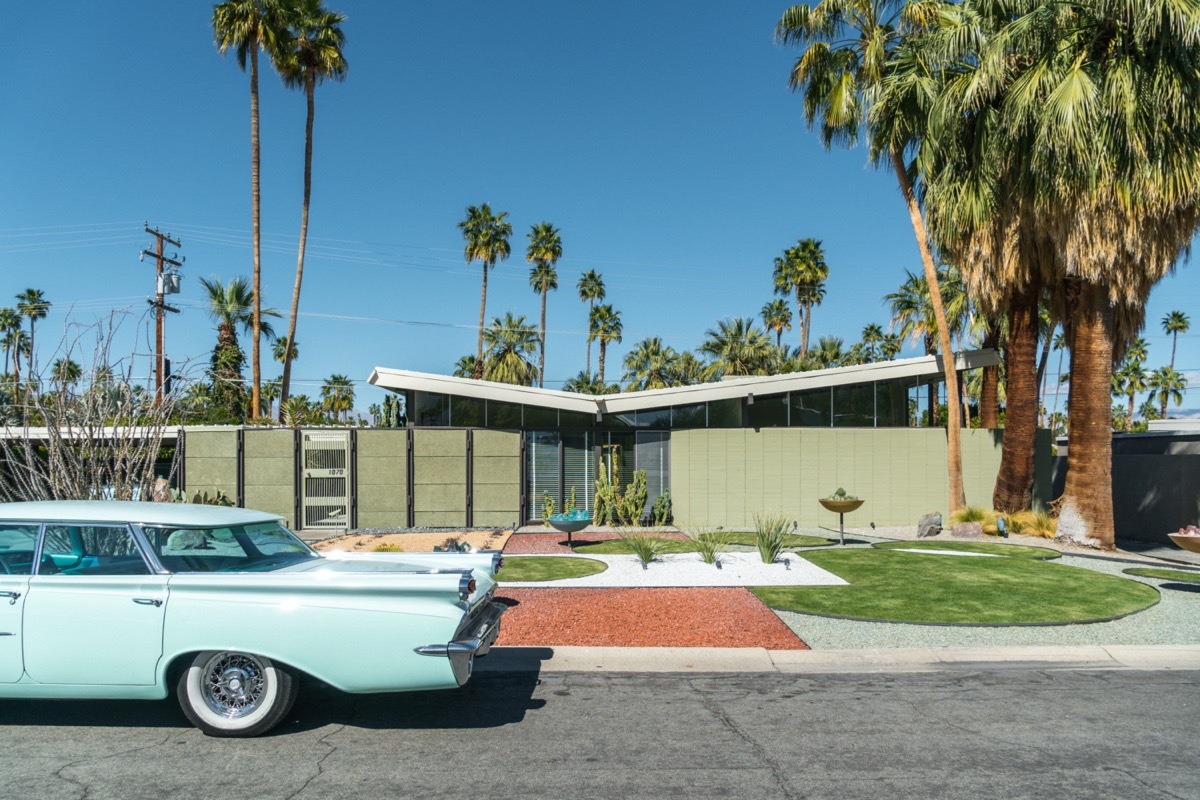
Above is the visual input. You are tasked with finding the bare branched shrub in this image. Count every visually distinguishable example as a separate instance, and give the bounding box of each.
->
[0,312,194,501]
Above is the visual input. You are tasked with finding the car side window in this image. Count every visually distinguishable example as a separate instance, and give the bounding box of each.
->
[0,523,38,575]
[37,525,150,575]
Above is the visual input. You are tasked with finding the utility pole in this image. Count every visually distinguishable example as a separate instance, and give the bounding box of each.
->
[142,223,184,405]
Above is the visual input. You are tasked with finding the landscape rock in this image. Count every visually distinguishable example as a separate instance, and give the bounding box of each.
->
[950,522,983,539]
[917,511,942,539]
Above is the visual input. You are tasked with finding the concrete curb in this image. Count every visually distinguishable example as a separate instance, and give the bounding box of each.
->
[475,644,1200,674]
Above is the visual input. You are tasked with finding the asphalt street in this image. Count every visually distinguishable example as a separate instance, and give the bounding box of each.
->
[0,667,1200,800]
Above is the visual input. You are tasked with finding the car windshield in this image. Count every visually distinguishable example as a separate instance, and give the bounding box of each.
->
[143,522,320,572]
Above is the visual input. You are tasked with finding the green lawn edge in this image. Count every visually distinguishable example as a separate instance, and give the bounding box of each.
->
[871,541,1062,560]
[750,548,1160,626]
[496,555,608,584]
[1121,566,1200,583]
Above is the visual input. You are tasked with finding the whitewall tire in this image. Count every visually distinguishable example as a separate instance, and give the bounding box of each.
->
[175,650,299,736]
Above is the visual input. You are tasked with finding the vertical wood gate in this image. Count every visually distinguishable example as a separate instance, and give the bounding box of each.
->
[300,431,350,530]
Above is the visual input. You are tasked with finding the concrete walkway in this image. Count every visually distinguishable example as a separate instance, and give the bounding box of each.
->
[475,644,1200,674]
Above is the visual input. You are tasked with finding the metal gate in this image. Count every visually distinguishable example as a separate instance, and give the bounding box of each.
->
[300,431,350,529]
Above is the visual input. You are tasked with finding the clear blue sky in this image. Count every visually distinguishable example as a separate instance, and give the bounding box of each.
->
[0,0,1200,409]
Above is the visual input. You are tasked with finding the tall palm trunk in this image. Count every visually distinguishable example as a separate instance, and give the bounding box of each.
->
[538,287,546,389]
[1058,283,1114,549]
[979,321,1000,429]
[250,41,263,417]
[991,278,1042,512]
[890,148,966,513]
[280,72,316,422]
[474,261,488,380]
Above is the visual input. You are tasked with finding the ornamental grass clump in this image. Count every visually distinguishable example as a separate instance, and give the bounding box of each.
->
[684,528,732,567]
[754,513,788,564]
[617,530,666,570]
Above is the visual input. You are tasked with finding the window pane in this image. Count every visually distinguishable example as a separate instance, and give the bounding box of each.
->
[792,389,830,428]
[0,523,38,575]
[450,396,487,428]
[833,384,875,428]
[37,525,150,575]
[708,397,742,428]
[413,392,450,428]
[746,395,787,428]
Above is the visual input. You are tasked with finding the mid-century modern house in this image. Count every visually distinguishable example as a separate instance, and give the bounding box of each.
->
[181,350,1050,529]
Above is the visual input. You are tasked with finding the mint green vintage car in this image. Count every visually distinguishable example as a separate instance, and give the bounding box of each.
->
[0,500,504,736]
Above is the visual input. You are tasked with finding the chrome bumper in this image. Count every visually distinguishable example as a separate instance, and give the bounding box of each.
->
[415,601,508,686]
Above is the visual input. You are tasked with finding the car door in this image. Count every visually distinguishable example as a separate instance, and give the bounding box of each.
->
[0,523,40,684]
[23,524,168,686]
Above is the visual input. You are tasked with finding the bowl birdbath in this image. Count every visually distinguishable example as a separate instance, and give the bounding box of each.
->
[818,498,865,545]
[546,515,592,547]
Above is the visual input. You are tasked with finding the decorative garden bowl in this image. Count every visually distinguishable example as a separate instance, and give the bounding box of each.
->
[1168,534,1200,553]
[820,498,865,513]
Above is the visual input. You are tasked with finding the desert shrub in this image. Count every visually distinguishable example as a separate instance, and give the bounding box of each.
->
[754,513,788,564]
[650,489,671,528]
[684,528,731,564]
[617,531,666,570]
[1008,511,1058,539]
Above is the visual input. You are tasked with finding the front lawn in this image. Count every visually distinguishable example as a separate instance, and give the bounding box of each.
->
[751,546,1159,625]
[871,542,1061,559]
[496,555,608,583]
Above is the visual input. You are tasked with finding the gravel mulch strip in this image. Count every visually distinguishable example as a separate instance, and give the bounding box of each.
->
[504,530,688,555]
[496,587,809,650]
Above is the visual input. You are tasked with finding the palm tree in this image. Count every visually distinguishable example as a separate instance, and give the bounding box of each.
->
[320,373,354,422]
[772,239,829,357]
[761,293,792,347]
[274,0,348,412]
[0,308,20,377]
[775,0,966,512]
[212,0,288,416]
[698,317,773,378]
[1163,311,1192,374]
[17,289,50,393]
[50,359,83,393]
[863,323,883,361]
[1146,367,1188,420]
[622,336,679,392]
[575,270,605,375]
[458,203,512,378]
[482,312,539,386]
[526,222,563,386]
[588,303,624,384]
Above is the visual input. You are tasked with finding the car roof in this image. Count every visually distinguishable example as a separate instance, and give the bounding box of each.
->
[0,500,281,528]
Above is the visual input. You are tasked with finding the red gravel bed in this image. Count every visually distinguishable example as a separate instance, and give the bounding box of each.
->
[496,587,809,650]
[504,530,688,555]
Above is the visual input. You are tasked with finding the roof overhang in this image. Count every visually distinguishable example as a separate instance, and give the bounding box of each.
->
[367,350,1000,414]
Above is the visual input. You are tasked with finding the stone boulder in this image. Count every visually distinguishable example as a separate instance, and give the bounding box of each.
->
[950,522,983,539]
[917,511,942,539]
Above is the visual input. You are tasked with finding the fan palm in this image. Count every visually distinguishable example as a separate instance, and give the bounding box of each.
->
[320,373,354,422]
[1146,367,1188,420]
[274,0,348,412]
[698,317,774,377]
[588,303,624,384]
[775,0,966,513]
[482,312,539,386]
[762,300,792,347]
[526,222,563,386]
[212,0,288,416]
[17,289,50,391]
[576,270,605,375]
[458,203,512,378]
[623,336,679,392]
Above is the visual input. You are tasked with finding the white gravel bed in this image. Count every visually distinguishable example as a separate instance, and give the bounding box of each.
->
[775,555,1200,650]
[503,552,847,589]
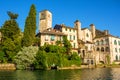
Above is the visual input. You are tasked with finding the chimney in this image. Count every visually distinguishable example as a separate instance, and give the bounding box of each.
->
[90,24,96,38]
[104,30,109,35]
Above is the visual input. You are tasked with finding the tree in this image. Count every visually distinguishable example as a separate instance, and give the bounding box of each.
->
[7,11,18,19]
[1,12,21,61]
[63,36,72,54]
[22,4,36,47]
[14,46,38,69]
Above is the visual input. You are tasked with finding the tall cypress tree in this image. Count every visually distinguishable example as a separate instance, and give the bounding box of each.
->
[22,4,36,47]
[0,12,21,61]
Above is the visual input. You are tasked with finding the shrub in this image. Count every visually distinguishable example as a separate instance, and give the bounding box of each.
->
[14,46,38,69]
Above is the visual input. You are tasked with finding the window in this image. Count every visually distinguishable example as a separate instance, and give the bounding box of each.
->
[105,39,109,45]
[86,33,89,37]
[115,48,117,52]
[70,35,72,40]
[51,35,55,41]
[101,47,104,52]
[65,28,67,31]
[118,41,120,46]
[114,40,117,45]
[119,48,120,53]
[73,43,76,48]
[105,47,109,52]
[116,55,118,61]
[96,40,99,45]
[73,30,75,32]
[101,40,104,45]
[96,48,100,51]
[45,35,48,41]
[73,36,75,40]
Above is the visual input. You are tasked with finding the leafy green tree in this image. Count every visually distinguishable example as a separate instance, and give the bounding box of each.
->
[14,46,38,69]
[0,12,21,61]
[63,36,72,54]
[34,50,48,69]
[22,4,36,47]
[7,11,18,19]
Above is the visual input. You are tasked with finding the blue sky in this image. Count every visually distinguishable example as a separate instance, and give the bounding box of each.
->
[0,0,120,36]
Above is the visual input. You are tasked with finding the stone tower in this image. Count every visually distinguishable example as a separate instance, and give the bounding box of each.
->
[39,10,52,32]
[74,20,82,40]
[90,24,96,38]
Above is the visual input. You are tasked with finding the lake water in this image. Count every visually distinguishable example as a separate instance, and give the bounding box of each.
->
[0,68,120,80]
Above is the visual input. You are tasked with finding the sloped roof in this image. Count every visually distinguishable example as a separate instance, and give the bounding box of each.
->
[40,28,66,36]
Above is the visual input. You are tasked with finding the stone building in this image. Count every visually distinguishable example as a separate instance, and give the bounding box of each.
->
[0,32,2,43]
[39,10,120,64]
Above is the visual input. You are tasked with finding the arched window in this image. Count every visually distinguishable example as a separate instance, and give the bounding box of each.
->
[96,40,99,46]
[115,48,117,52]
[119,48,120,53]
[101,40,104,45]
[116,55,118,61]
[105,47,109,52]
[114,40,117,45]
[101,47,104,52]
[118,41,120,46]
[105,39,109,45]
[96,47,100,51]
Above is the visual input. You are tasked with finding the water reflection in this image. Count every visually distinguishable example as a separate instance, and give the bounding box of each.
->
[0,68,120,80]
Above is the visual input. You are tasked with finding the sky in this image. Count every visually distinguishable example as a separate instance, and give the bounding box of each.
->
[0,0,120,36]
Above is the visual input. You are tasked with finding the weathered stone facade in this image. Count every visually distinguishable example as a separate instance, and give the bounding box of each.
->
[39,10,120,64]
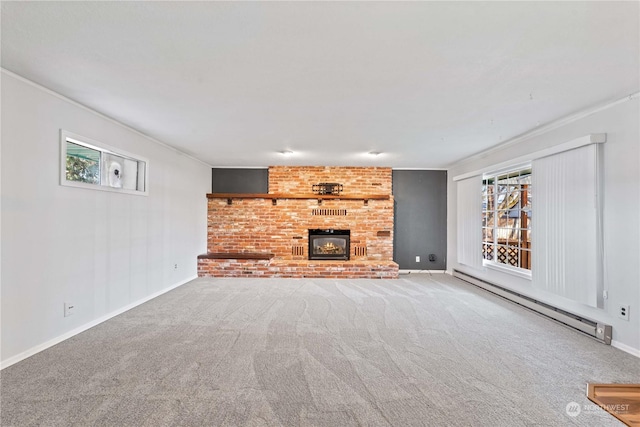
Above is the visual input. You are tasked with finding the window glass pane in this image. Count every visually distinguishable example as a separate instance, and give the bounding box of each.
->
[66,141,101,184]
[482,167,532,270]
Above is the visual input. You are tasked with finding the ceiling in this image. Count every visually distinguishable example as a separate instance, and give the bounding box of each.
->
[1,1,640,168]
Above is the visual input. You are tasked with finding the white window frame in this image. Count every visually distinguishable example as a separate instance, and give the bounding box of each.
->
[60,129,149,196]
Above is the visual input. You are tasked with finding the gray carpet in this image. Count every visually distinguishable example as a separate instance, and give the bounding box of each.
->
[0,274,640,427]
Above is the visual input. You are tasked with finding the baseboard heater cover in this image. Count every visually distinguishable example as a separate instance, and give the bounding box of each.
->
[453,270,612,345]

####

What this task involves:
Copy the rows above word for word, from the line containing "the window glass" to the line containing "[482,167,532,270]", and include both of those lines.

Exercise result:
Above is the visual input. You are tasked with finding the window glass pane in this image. Count every visually distinguishable example as a separate instance, and give the bounding box of each.
->
[66,141,101,184]
[482,167,532,270]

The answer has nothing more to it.